* EXERCISE REQUIREMENTS: Copy out the records below, changing "tab character" to "single space" each time it occurs and keeping every other word as it stands.

* SUPPLIED MATERIAL:
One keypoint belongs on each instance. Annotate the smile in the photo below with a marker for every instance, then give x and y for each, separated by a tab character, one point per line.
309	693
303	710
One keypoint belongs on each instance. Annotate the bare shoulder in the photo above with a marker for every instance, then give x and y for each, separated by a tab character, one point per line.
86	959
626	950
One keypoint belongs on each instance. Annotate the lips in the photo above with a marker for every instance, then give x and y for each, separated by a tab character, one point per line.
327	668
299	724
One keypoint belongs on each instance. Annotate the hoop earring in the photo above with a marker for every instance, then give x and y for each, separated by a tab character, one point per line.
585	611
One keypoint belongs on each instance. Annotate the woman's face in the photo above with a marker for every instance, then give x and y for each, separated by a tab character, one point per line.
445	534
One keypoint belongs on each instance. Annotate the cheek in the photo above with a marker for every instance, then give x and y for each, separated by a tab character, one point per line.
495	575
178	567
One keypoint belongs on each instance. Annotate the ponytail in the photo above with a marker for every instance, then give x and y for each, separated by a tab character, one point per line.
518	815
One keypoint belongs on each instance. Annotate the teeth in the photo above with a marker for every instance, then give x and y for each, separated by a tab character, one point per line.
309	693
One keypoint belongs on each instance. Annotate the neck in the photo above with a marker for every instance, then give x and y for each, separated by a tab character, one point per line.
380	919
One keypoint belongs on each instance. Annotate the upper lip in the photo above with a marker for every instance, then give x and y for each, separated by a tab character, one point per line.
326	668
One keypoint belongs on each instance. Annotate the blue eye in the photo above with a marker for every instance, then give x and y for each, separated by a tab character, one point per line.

* EXERCISE RESPONSE:
One keypoint belongs on each instance. Annotate the smile in the photo below with a marker for every instance, then give x and y for each, separated by a single space, one point per line.
309	693
303	710
One keypoint belongs on each instance. Annotate the bare shoulder in the photo above with a marker for every instance, then give x and y for each, separated by a single space, one point per line.
86	959
626	950
One keypoint belongs on each instance. Annotate the lips in the photo above with a marker for every instance, then give x and y for each, separated by a single space, one point per line.
327	668
299	724
One keypoint belongs on each instance. Annotate the hoop earring in the photo above with a marker for every instance, then give x and y for each, separated by a single space, one point per line.
585	611
One keypoint belongs on each instance. Annotate the woman's face in the photo above with a marker for every instance, then give x and y for each, separated by a single space, one point per line.
445	534
One keypoint belongs on each instance. Annotate the cheek in the photo above with a marker for every instance, then give x and y for each, separated by a single space, one point per line.
495	575
178	567
One keypoint belongs on each instance. Annotate the ponytail in the photo above with a marker for every instance, then give x and y for each, separated by a single space, one point per line.
518	815
One keypoint belongs on each instance. Annotate the teeth in the photo above with a marker for every instance, then give x and y for each, separated by a single space, one point per line.
309	693
One keypoint belongs on each instance. Annotate the neck in the photo above with a marker for every instance, then give x and y for each, separated by a single space, one point per line.
380	919
One keypoint belongs on each instance. Annotate the upper lip in the photo above with a marker for every instance, then give x and y for each, separated by a single space, one point per line.
326	668
One keypoint belongs on each instance. Annotate the blue eye in the photo above with a marker for every instance, then give x and y for each, separated by a single space, one point per line.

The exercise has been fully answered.